[Rows of box annotation data]
═══

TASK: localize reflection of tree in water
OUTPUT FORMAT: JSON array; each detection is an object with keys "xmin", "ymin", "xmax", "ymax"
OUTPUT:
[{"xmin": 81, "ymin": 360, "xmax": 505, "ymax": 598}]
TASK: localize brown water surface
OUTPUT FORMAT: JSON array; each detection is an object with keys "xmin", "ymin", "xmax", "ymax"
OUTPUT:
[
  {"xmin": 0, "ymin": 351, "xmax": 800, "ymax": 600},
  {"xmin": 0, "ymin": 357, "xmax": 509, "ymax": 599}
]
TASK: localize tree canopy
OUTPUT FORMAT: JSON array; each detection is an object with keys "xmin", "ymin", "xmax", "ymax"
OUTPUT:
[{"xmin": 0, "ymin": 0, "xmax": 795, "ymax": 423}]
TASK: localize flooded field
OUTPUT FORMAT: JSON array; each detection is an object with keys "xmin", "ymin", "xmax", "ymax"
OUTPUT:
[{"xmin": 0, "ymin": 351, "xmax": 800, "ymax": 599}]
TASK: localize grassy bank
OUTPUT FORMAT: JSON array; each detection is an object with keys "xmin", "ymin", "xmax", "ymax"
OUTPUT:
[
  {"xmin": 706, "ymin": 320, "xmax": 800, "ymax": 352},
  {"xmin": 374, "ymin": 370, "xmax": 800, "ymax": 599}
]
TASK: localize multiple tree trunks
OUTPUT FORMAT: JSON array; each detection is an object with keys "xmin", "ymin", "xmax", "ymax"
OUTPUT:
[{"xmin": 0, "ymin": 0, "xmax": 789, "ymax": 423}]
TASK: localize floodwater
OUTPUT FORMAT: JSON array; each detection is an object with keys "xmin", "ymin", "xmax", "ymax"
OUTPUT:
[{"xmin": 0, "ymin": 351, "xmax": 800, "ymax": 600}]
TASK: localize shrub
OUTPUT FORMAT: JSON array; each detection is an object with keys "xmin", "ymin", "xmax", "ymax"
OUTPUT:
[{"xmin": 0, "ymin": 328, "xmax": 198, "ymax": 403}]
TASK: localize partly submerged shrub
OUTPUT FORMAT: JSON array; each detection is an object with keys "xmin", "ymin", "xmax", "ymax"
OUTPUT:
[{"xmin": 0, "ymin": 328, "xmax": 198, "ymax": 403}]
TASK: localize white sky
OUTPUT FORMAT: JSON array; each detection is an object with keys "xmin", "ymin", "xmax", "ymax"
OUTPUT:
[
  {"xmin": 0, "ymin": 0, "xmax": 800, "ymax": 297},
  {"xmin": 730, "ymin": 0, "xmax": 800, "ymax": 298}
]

═══

### AIM
Convert the rows above into a JSON list of strings, with one string for each line and no blank lines.

### WRITTEN RESPONSE
[
  "TASK: localize reflection of tree in water",
  "OUTPUT FORMAT: JSON array; each detection is an object with keys \"xmin\", \"ymin\", \"xmax\", \"ymax\"",
  "OUTPUT:",
  "[{\"xmin\": 81, \"ymin\": 360, \"xmax\": 505, \"ymax\": 598}]",
  "TASK: localize brown water surface",
  "OUTPUT FORMAT: JSON array; each detection is an object with keys \"xmin\", \"ymin\", \"xmax\", \"ymax\"",
  "OUTPUT:",
  "[",
  "  {\"xmin\": 0, \"ymin\": 351, \"xmax\": 800, \"ymax\": 600},",
  "  {\"xmin\": 0, \"ymin\": 357, \"xmax\": 509, \"ymax\": 599}",
  "]",
  "TASK: localize tree canopy",
  "OUTPUT FORMAT: JSON array; each detection is an object with keys \"xmin\", \"ymin\", \"xmax\", \"ymax\"",
  "OUTPUT:",
  "[{\"xmin\": 0, \"ymin\": 0, \"xmax\": 795, \"ymax\": 423}]",
  "TASK: localize flooded field",
  "OUTPUT FORMAT: JSON array; each detection is an object with keys \"xmin\", \"ymin\", \"xmax\", \"ymax\"",
  "OUTPUT:",
  "[{\"xmin\": 0, \"ymin\": 351, \"xmax\": 800, \"ymax\": 599}]",
  "TASK: localize grassy bank",
  "OUTPUT FORMAT: JSON array; each detection is an object with keys \"xmin\", \"ymin\", \"xmax\", \"ymax\"",
  "OUTPUT:",
  "[",
  "  {\"xmin\": 706, \"ymin\": 320, \"xmax\": 800, \"ymax\": 352},",
  "  {\"xmin\": 374, \"ymin\": 370, \"xmax\": 800, \"ymax\": 599}",
  "]",
  "TASK: localize multiple tree trunks",
  "OUTPUT FORMAT: JSON array; each detection is an object with keys \"xmin\", \"ymin\", \"xmax\", \"ymax\"",
  "OUTPUT:",
  "[{\"xmin\": 0, \"ymin\": 0, \"xmax\": 789, \"ymax\": 423}]",
  "TASK: localize floodwater",
  "OUTPUT FORMAT: JSON array; each detection is an object with keys \"xmin\", \"ymin\", \"xmax\", \"ymax\"",
  "OUTPUT:",
  "[{\"xmin\": 0, \"ymin\": 351, \"xmax\": 800, \"ymax\": 600}]",
  "TASK: localize shrub",
  "OUTPUT FORMAT: JSON array; each detection is an object with keys \"xmin\", \"ymin\", \"xmax\", \"ymax\"",
  "OUTPUT:",
  "[{\"xmin\": 0, \"ymin\": 328, \"xmax\": 198, \"ymax\": 403}]",
  "TASK: localize partly submerged shrub",
  "OUTPUT FORMAT: JSON array; each detection is an object with keys \"xmin\", \"ymin\", \"xmax\", \"ymax\"",
  "OUTPUT:",
  "[{\"xmin\": 0, \"ymin\": 328, \"xmax\": 198, \"ymax\": 403}]",
  "TASK: localize white sky",
  "OUTPUT FORMAT: JSON array; each detection is an object with keys \"xmin\", \"ymin\", \"xmax\", \"ymax\"",
  "OUTPUT:",
  "[",
  "  {\"xmin\": 0, \"ymin\": 0, \"xmax\": 800, \"ymax\": 297},",
  "  {\"xmin\": 730, \"ymin\": 0, \"xmax\": 800, \"ymax\": 298}",
  "]"
]